> Stated problem:
Which lines of the records contain the word "field"? Gather each such line below.

Image box annotation records:
START
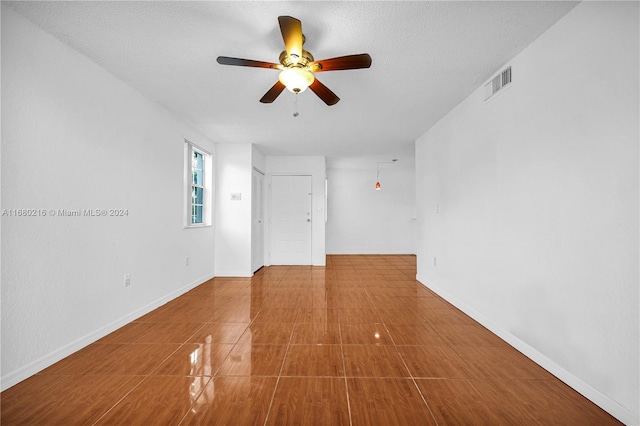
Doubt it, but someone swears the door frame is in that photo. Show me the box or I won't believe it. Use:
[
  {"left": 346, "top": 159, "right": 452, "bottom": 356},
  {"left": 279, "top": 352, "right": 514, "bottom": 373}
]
END
START
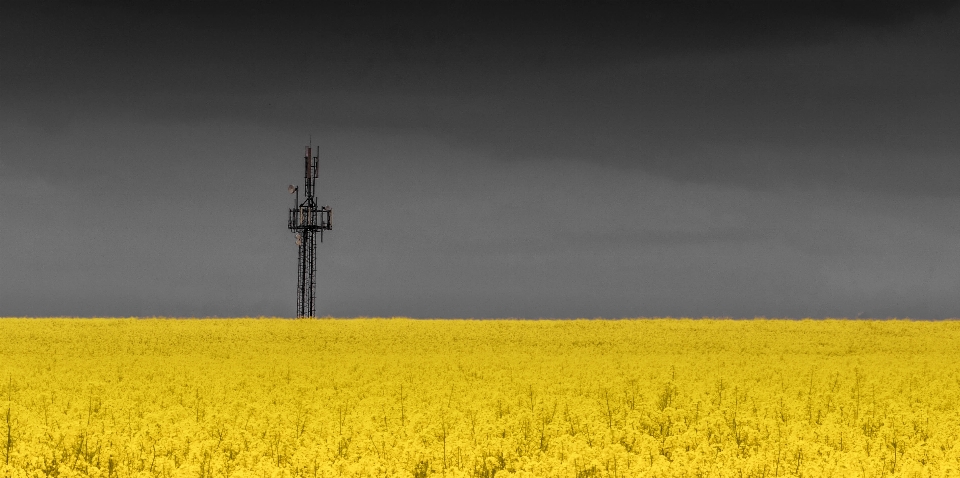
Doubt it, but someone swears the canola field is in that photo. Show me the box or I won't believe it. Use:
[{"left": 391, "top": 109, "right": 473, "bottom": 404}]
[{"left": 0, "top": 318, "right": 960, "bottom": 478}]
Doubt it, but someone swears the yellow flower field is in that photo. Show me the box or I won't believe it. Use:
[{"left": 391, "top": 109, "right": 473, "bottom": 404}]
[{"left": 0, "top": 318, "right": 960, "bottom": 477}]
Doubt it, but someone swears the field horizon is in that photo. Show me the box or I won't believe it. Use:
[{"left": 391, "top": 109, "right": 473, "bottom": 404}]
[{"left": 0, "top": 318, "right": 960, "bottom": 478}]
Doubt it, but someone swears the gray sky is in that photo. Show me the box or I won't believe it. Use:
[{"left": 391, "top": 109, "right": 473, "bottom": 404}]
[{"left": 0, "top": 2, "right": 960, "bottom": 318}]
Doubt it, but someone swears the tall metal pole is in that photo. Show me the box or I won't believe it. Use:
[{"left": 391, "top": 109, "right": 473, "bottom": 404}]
END
START
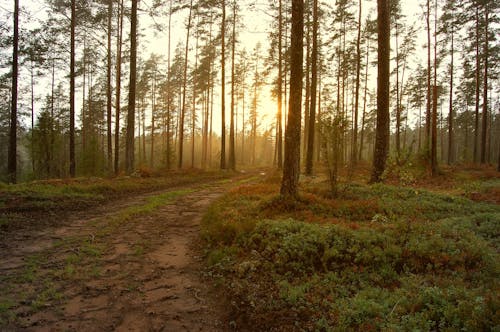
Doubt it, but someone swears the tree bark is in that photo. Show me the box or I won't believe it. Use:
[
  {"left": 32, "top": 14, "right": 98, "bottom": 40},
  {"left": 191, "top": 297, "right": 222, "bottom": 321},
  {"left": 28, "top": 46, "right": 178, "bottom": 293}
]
END
> Reply to the exercise:
Doubt it, but someone swears the canola field is in that photo. Show me the box or I won't believe it. Use:
Doubt it, but someone swears the yellow flower field is in that photo. Show me the box or I won't believe it. Use:
Doubt it, but someone swears the field horizon is in that photo. Show me the box or I won't believe it. Use:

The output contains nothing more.